-- Begin Given entries --

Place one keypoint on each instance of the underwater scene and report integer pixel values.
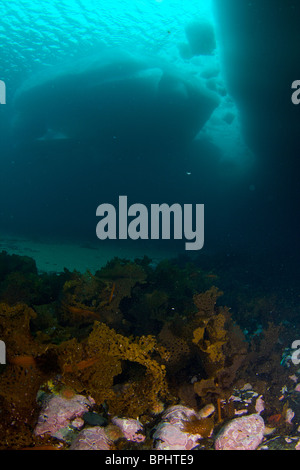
(149, 225)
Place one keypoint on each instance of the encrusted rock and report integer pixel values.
(94, 438)
(245, 433)
(131, 428)
(58, 414)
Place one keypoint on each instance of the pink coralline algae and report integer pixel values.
(245, 433)
(59, 413)
(131, 428)
(170, 435)
(93, 438)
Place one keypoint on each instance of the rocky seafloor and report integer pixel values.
(142, 356)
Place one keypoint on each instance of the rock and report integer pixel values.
(131, 428)
(93, 438)
(245, 433)
(58, 414)
(170, 434)
(281, 443)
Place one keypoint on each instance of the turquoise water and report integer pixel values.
(35, 33)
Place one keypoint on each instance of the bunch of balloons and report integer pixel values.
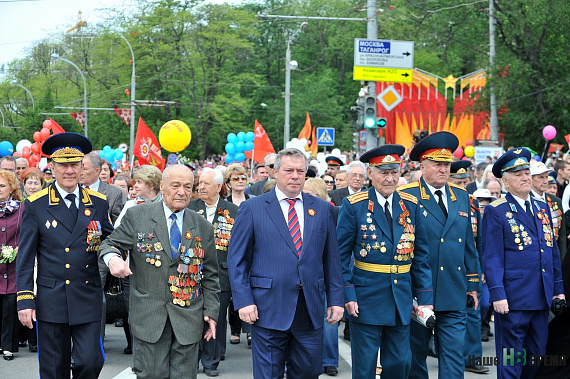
(111, 155)
(237, 144)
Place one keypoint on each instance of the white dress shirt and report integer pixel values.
(285, 208)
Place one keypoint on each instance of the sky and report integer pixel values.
(24, 21)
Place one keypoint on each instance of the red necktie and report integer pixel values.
(294, 227)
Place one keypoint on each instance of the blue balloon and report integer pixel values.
(230, 148)
(232, 138)
(6, 148)
(239, 157)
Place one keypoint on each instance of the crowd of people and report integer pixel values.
(282, 252)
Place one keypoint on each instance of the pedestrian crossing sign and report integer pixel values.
(325, 136)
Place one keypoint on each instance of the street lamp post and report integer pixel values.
(133, 84)
(15, 83)
(55, 57)
(289, 65)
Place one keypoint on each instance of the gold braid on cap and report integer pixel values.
(67, 154)
(439, 155)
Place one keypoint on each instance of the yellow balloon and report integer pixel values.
(174, 136)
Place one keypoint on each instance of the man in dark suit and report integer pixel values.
(452, 255)
(356, 173)
(174, 278)
(382, 230)
(257, 188)
(283, 261)
(221, 214)
(521, 265)
(116, 198)
(64, 225)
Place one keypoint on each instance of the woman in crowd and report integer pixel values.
(106, 171)
(147, 186)
(11, 210)
(329, 181)
(33, 180)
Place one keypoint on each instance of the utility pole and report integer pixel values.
(372, 33)
(494, 119)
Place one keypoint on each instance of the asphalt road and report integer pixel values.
(236, 366)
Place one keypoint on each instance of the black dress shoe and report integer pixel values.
(477, 369)
(331, 371)
(211, 371)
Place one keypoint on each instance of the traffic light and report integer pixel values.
(381, 122)
(370, 111)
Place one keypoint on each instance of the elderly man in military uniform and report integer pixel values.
(62, 228)
(459, 175)
(446, 211)
(384, 230)
(522, 267)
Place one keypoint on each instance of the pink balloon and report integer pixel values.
(458, 153)
(549, 132)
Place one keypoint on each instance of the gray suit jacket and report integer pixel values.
(151, 300)
(116, 198)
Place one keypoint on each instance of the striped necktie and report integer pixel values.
(293, 224)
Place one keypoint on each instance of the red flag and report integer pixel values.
(79, 117)
(147, 148)
(124, 114)
(56, 129)
(262, 145)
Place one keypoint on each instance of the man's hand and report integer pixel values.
(352, 308)
(249, 314)
(475, 299)
(27, 317)
(211, 332)
(334, 314)
(501, 306)
(119, 268)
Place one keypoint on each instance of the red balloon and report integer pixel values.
(36, 148)
(458, 153)
(44, 134)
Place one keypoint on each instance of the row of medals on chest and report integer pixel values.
(522, 238)
(405, 246)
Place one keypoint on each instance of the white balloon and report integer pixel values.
(23, 143)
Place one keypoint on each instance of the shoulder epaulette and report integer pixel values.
(499, 202)
(456, 186)
(408, 197)
(96, 194)
(37, 195)
(356, 197)
(409, 185)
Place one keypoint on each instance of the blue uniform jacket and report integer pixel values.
(265, 269)
(68, 282)
(520, 255)
(363, 230)
(452, 253)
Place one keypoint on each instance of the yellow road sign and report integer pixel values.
(383, 74)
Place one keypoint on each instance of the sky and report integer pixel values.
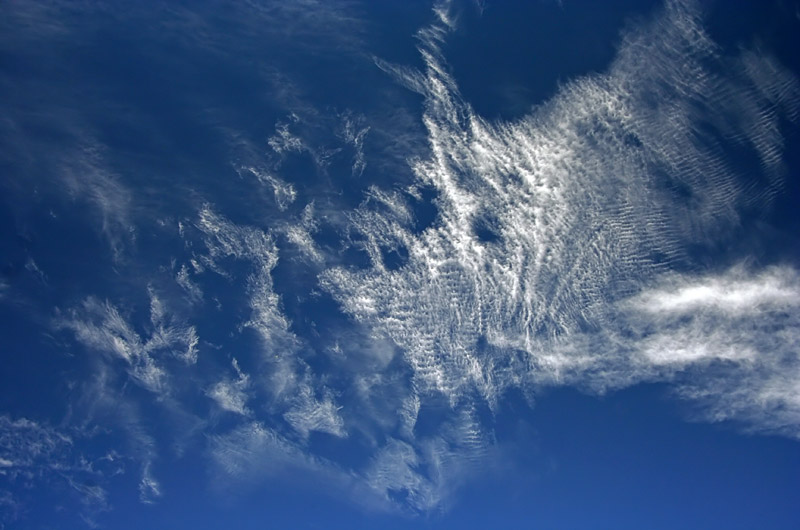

-- End Given entries --

● Short exercise: Return each line of the data above that contains the string "road".

● Reply to the task:
Place one keypoint on each instance of the asphalt road and report integer pixel values.
Place one keypoint on each instance of the yellow road sign and report integer pixel values.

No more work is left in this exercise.